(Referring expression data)
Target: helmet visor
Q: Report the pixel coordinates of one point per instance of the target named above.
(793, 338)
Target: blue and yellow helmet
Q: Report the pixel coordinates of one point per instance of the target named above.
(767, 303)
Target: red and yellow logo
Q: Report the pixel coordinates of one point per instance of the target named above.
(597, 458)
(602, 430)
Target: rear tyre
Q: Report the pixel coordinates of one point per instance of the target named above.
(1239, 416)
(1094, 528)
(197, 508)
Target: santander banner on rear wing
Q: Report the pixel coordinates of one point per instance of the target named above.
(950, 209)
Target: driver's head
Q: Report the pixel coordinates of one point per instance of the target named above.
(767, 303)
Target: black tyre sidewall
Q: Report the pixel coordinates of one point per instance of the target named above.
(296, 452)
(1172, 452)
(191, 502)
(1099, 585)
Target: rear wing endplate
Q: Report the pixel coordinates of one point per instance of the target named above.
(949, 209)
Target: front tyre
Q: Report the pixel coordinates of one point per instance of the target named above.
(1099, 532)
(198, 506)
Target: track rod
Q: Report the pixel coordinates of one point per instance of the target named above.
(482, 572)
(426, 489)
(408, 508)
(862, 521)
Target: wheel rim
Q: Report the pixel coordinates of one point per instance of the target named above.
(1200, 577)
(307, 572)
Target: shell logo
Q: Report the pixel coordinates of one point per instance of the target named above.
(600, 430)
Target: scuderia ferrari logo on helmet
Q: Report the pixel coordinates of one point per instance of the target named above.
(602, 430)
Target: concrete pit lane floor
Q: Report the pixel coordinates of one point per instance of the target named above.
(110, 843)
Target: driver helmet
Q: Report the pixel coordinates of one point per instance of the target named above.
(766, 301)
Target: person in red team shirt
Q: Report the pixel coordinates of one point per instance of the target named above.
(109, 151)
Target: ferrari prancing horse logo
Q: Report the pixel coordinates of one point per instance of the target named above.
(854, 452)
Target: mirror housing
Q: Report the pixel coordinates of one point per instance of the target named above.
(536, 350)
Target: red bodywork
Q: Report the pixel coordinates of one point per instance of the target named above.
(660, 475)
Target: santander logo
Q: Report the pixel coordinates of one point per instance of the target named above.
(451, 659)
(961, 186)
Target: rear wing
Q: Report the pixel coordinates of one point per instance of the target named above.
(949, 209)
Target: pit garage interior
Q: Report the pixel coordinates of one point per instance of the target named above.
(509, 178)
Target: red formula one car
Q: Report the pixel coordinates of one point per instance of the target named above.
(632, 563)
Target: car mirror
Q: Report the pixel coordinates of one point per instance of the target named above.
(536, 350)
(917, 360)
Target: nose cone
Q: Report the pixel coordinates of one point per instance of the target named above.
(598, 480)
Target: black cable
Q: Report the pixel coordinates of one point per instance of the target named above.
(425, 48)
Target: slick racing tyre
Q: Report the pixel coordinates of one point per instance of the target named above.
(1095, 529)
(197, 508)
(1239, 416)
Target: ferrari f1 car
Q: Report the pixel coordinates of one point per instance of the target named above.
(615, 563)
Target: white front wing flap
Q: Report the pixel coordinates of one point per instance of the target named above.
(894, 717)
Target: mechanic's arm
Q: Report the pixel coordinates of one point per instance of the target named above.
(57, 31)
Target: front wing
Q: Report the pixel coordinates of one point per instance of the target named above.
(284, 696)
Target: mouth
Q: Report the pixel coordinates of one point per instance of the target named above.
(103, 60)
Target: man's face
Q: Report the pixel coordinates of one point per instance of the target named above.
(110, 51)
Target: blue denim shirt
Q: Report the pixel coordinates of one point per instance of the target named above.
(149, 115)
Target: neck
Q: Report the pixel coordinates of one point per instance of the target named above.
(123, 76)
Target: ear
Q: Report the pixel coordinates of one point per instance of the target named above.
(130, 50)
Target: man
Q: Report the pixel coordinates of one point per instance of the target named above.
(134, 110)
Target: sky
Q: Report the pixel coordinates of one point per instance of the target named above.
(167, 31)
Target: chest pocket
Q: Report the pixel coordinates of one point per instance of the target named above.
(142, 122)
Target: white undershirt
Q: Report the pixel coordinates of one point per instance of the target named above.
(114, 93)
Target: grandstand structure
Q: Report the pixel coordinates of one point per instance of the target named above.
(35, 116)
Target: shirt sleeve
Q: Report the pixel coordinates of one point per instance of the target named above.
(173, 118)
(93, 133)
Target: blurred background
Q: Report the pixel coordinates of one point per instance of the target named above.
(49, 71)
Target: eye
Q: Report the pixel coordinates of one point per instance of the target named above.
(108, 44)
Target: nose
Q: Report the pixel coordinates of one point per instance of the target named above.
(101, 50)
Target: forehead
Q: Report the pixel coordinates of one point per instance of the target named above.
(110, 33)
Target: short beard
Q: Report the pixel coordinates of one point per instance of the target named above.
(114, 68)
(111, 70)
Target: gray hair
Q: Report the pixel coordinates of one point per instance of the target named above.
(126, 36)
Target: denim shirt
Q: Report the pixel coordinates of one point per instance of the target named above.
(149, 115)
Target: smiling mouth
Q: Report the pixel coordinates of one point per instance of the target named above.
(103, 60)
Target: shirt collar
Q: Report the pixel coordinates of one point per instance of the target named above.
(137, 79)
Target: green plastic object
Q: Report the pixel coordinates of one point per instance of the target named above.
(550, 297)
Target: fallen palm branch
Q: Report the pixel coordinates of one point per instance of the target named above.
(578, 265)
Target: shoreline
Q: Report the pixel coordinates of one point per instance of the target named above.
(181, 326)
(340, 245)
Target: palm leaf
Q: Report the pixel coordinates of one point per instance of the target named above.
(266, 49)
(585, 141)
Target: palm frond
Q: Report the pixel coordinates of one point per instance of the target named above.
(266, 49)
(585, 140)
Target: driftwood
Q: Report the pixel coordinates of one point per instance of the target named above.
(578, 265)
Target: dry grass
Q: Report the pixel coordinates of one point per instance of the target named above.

- [Problem requirements]:
Across the entries above, tally the lines that contain the string "front" and give that figure alone.

- [Result of this exercise]:
3